## Tasks to carry out
1. In the forum thread on bounded functions, what value of epsilon does the first comment propose?
2. Write a continuation of the forum thread on bounded functions, picking up after its last sentence.

# Show $f$ is bounded on $[a,\infty)$ if continuous there and $\lim\limits_{x\to\infty}f(x)$ exists

Let $a\in\Bbb{R}$. Suppose $f$ is a real valued continuous function on $[a, \infty)$ satisfying that $\lim\limits_{x\to\infty}f(x)=L\in\Bbb{R}$ I need to show:

$f$ is bounded on $[a, \infty)$

Here is what I have so far: if $f$ is bounded on $[a, \infty)$, then there exists a constant $M$ s.t. $|f(x)| \le M$ for all $x \in [a, \infty)$

From the fact that $\lim\limits_{x\to\infty} f(x) = L$, I can say that given $\epsilon > 0$, there is a $\delta$ st $|f(x) - L| < \epsilon$.

If $L=0$, then $|f(x)| < \epsilon$. I can set $M \le \epsilon$, but I don't think this last part makes any sense because there is no way I can claim that $L =0$

Or what if I say that since $|f(x) - L| < \epsilon$, then $|f(x) - L + L| < \epsilon + |L|$. If I let $M = \epsilon + |L|$, then would it work? Please provide me with some hints

-
Let be $\varepsilon = 1$. – Mario De León Urbina Dec 6 '12 at 16:24
Is $f$ continuous? – Nameless Dec 6 '12 at 16:24
The statement is false. If you add the hypothesis that $f$ is continuous, then it is true; you will use continuity in the proof. I cannot understand your argument. You say "there is a $\delta$" but then make no further reference to $\delta$, and then assume without justification that the inequality holds for all $x$. – Jonas Meyer Dec 6 '12 at 16:24
The statement is incorrect. For instance, consider $f(x) = \dfrac1x$. You need to add the assumption that $f(x)$ is continuous on the entire $\mathbb{R}$. – user17762 Dec 6 '12 at 16:28
@Marvis: The domain is $[a,\infty)$, although this was originally different in the title, so that is not quite a counterexample. (Perhaps you meant $a\leq0$, and define $f(0)=0$ or something.) Continuity on $[a,\infty)$ suffices. – Jonas Meyer Dec 6 '12 at 16:30

The continuity condition is quite essential, here. Consider the function $$f(x)=\begin{cases}\frac1x & x\neq 0\\0 & x=0.\end{cases}$$
Then $\lim\limits_{x\to\infty}f(x)=0$, but $f$ is certainly not bounded on $[a,\infty)$ for $a=0$.

[Point labeling dataset excerpts]
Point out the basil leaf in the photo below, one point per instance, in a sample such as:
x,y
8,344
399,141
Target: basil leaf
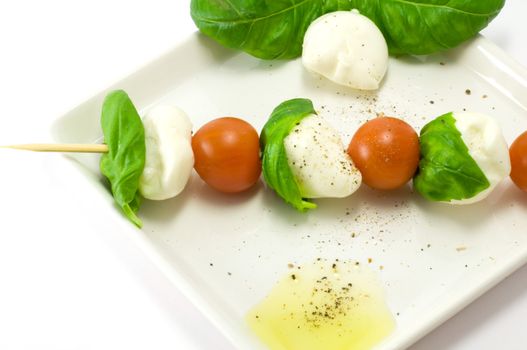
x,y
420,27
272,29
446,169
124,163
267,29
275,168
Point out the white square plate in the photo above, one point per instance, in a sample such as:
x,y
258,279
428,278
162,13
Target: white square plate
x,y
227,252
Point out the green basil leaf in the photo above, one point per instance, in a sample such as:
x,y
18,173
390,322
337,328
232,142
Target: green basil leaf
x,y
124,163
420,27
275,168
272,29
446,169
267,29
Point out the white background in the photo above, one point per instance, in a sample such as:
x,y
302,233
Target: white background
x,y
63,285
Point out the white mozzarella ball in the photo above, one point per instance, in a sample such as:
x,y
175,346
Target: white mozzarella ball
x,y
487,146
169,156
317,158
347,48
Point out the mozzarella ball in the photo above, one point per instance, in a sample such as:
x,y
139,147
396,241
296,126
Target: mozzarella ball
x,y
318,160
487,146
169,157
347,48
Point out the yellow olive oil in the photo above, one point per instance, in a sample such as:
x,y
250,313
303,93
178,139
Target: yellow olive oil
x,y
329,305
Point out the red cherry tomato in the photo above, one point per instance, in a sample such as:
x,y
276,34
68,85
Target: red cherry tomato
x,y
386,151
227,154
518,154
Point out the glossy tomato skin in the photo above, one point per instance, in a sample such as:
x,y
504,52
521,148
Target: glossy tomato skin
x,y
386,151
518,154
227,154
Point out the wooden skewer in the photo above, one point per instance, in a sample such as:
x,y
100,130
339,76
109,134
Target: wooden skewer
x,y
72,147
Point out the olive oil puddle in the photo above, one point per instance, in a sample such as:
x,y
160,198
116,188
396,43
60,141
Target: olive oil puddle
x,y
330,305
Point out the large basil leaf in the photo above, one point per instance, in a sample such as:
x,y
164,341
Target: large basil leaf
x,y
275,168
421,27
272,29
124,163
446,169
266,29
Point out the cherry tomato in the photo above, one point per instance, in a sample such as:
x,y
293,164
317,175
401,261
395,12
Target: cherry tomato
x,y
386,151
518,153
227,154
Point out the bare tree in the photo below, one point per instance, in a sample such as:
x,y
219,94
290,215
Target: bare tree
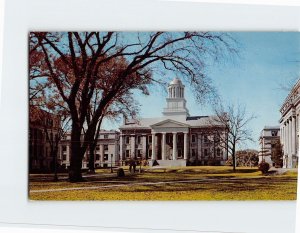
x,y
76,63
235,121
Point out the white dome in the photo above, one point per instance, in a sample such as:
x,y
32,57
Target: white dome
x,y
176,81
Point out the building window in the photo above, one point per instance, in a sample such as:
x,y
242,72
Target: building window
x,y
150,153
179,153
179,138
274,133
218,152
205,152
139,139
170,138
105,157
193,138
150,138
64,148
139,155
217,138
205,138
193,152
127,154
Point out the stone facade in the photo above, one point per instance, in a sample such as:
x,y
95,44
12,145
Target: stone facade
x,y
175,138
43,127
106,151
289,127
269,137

## Answers for the exercise
1. $\varepsilon = 1$

2.
Set $\epsilon>0$, so that you know there is some $N>a$ such that $|f(x)-L|<\epsilon$ for $x>N$. (Note the difference between what I've put here and your statement with the $\delta$.) As you noted, we can say that $|f(x)|\le|L|+\epsilon$ for certain $x$--in particular, for $x\in(N,\infty)$.
Now, $f$ is continuous on the compact interval $[a,N]$, so is bounded--meaning that there is some $M_0$ such that $|f(x)|\le M_0$ for all $x\in[a,N]$. Thus, putting $M=\max\{|L|+\epsilon,M_0\}$, it follows that $|f(x)|\le M$ for all $x\in[a,\infty)=[a,N]\cup(N,\infty)$.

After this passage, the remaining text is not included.